◆ **IHRE AUFGABEN**:
**1)** Beantworten Sie anhand des folgenden Abschnitts über Luther und den Beruf diese drei Fragen:
(a) Als was wird das Wort „Beruf“ in Bezug auf seine Entstehung bezeichnet?
(b) Welche alltägliche Tätigkeit nannte Luther als Gottesdienst?
(c) An welchem Tag wurde erlebt, wie wichtig die Plätze sind?
**2)** Führen Sie den Abschnitt über Luther und den Beruf im gleichen Ton um einige Sätze fort, beginnend nach dessen letztem Satz.
== VORLIEGENDER TEXT ==
Wir haben uns bereits am Ostertag daran erinnert, dass es Luther, dem Reformator, besonders wichtig war, in diesen Stellen immer davon zu sprechen, dass die erste Verpflichtung, zu der Gott uns ruft, die alltäglichen Dienste sind. Dabei kam das Wort „Beruf“ auf. Dieses Wort ist eine Schöpfung der Reformation. Es bedeutet, dass man sagt: „Dahin bin ich gerufen.“
Wir müssen immer wieder darauf achten, dass wir heute nicht den normalen Beruf, in dem wir leben und arbeiten, abwerten. Es darf nicht heißen: „Das Eigentliche, wo ich Gott diene, wäre doch die Freistellung.“ So wie wir es als Pfarrer glücklicherweise haben, dass wir vollzeitlich unserem Hobby nachgehen dürfen. Manche von Ihnen denken dann immer wieder: „Aber das ist doch schwierig für mich.“
Warum hat Luther immer wieder davon gesprochen, dass auch das Kehren des Stalls ein Dienst für Gott ist, ein Gottesdienst? Weil der auferstandene Jesus gerade in unseren alltäglichen Diensten und Verpflichtungen seine ganze Kraft schenken will.
Darum sind die Plätze so wichtig, wie wir es am Ostermontag auch erlebt haben. Dort, wo die Hausfrau und Mutter wirkt oder wo jemand im Beruf steht. Dort will die Kraft Jesu in ihrem Leben kräftig wirken. Dort will die Melodie erklingen, die der Herr aus unserem Leben weckt.
===
== ARBEITSMATERIAL ==
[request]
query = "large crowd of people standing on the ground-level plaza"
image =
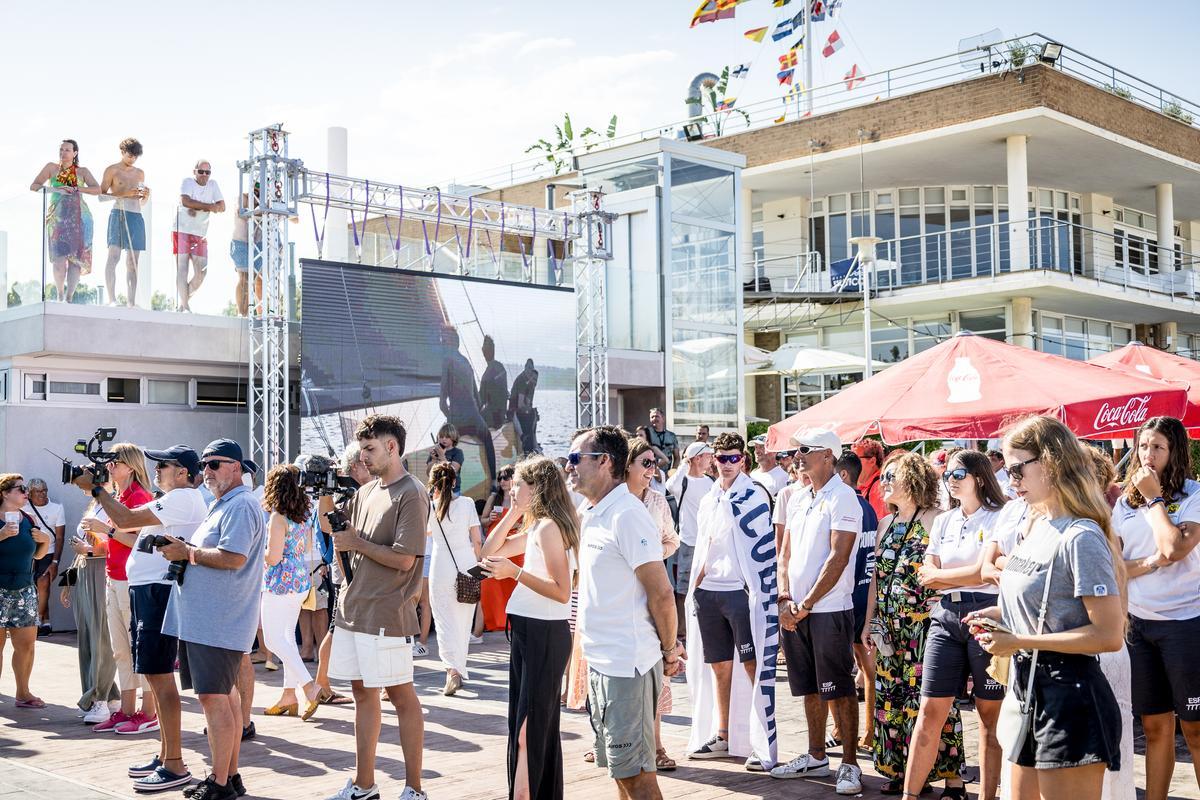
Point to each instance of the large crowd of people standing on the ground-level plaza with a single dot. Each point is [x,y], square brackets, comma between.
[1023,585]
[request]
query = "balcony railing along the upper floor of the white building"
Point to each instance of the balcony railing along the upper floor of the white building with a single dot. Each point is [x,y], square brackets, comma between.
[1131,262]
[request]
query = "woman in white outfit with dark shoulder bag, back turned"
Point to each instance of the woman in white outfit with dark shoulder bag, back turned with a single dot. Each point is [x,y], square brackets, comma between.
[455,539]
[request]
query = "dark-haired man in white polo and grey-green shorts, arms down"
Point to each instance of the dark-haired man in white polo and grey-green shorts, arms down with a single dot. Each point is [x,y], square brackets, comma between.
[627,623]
===
== ARBEITSMATERIAL ==
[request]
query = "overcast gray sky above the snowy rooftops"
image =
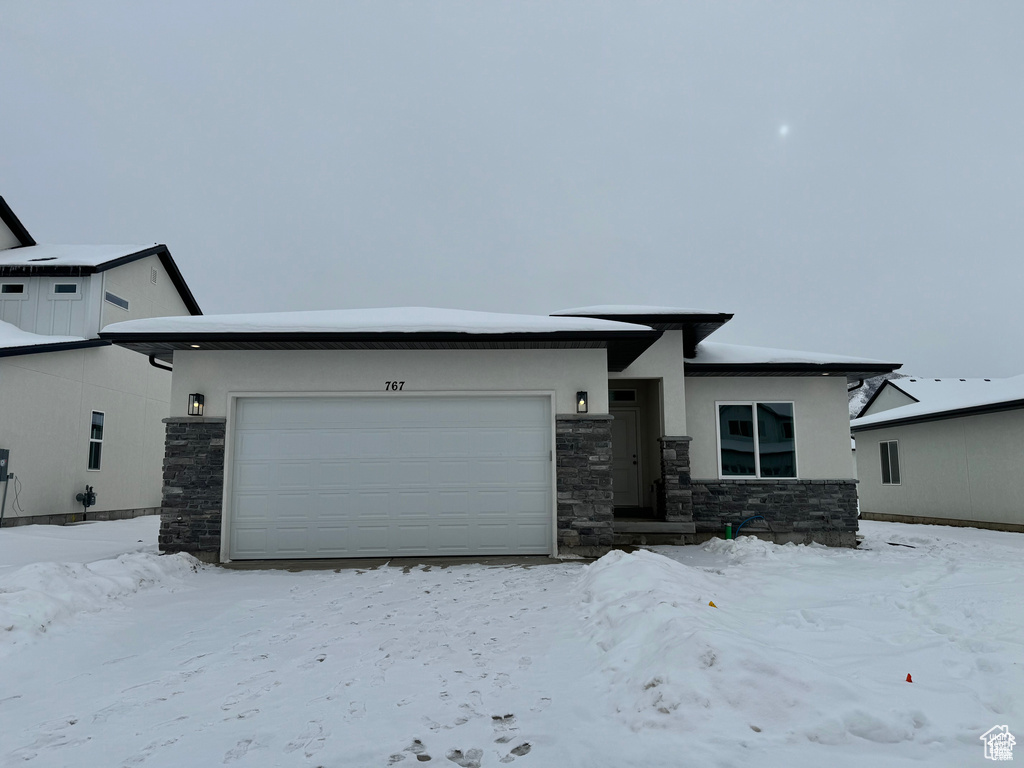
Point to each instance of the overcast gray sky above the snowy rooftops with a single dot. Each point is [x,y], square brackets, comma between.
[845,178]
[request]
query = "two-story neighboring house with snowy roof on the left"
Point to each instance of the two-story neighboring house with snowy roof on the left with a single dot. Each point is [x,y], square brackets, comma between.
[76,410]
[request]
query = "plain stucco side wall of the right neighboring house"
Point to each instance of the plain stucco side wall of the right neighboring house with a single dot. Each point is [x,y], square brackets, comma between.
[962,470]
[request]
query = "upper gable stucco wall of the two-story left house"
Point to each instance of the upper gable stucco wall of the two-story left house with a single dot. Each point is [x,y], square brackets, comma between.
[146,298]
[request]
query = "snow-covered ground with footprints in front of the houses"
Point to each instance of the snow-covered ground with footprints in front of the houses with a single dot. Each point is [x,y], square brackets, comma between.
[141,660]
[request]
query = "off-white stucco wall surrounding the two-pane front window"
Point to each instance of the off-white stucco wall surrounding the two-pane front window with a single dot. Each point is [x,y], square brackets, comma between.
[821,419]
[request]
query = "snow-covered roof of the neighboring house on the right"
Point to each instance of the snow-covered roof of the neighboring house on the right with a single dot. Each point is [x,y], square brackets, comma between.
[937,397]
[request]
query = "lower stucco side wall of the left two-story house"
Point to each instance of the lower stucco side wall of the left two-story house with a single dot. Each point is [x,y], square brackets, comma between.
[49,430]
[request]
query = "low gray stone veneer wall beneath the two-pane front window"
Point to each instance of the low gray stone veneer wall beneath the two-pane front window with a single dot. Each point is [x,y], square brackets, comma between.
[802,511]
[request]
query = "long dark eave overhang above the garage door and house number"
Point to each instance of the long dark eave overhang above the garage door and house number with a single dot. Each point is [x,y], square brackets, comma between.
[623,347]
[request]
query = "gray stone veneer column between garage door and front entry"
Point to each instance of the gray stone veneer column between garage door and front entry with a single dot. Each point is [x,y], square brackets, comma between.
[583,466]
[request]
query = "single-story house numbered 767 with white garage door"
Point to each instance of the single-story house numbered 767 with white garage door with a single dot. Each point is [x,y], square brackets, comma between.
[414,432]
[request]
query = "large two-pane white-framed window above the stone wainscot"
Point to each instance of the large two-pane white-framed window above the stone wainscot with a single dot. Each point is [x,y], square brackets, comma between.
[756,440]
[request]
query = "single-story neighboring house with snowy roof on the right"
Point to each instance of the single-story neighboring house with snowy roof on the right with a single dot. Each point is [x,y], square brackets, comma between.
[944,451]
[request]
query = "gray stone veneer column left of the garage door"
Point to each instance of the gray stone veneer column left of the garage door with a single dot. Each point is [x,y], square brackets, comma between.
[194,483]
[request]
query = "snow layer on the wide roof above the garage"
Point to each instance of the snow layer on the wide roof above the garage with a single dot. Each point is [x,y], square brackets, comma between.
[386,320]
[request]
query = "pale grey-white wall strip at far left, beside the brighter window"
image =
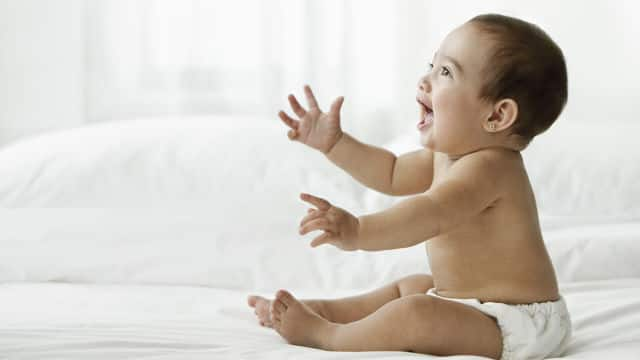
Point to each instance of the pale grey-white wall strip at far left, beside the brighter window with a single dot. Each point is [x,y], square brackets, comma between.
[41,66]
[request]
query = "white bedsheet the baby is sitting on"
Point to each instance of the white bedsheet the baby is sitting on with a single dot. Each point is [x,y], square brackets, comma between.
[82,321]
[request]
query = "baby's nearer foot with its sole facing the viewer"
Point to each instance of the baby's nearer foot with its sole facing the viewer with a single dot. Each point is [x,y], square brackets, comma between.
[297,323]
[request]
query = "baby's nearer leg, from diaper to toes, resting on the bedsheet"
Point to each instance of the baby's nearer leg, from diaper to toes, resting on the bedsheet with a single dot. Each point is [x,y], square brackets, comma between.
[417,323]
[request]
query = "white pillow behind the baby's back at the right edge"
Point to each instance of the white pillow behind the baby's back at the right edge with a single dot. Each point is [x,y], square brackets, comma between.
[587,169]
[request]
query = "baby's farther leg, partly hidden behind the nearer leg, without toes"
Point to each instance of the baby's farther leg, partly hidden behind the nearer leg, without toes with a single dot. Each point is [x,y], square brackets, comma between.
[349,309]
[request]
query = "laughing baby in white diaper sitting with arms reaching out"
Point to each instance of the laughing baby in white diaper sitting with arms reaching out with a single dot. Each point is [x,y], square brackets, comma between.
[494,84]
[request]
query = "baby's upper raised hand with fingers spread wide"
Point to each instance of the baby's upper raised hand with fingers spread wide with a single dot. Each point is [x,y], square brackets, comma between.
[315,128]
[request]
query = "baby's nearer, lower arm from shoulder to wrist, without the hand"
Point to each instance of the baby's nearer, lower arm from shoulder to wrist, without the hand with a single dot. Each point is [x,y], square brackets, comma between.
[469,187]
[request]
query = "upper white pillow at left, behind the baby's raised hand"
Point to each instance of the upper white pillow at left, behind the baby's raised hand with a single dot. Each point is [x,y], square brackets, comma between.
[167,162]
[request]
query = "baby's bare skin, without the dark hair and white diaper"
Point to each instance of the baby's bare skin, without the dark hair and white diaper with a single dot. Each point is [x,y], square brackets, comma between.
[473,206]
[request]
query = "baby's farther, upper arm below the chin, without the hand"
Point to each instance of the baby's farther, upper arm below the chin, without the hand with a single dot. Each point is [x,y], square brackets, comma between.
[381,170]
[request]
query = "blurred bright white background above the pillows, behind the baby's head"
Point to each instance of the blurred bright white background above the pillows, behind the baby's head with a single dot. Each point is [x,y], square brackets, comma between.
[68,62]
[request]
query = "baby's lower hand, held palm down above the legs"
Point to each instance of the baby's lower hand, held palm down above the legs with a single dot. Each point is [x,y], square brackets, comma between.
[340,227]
===
◆ **LÖSUNGEN IM EINZELNEN**:
**1)**
(a) Als eine Schöpfung der Reformation.
(b) Das Kehren des Stalls.
(c) Am Ostermontag.

**2)**
Symbolik des Führens und die Bereitschaft zur Hingabe
Diese gefalteten Hände, die wir auch beim Gebet verwenden, haben eine tiefe Symbolik. Ein anderer wird dich gürten und führen, wohin du nicht willst. Das ist das alte Sklavensymbol. Ich will mich von meinem Herrn binden lassen und nicht nur mit meinen Händen dauernd unruhig tätig sein. Ich will hören, was er tut.
Darum sagen wir natürlich: Die Hände in den Schoß legen – das ist die Kraft meines Lebens. An der entscheidenden Stelle still werden und hören: Was will der Herr aus meinem Leben? Was tut er? Was ist das Ziel?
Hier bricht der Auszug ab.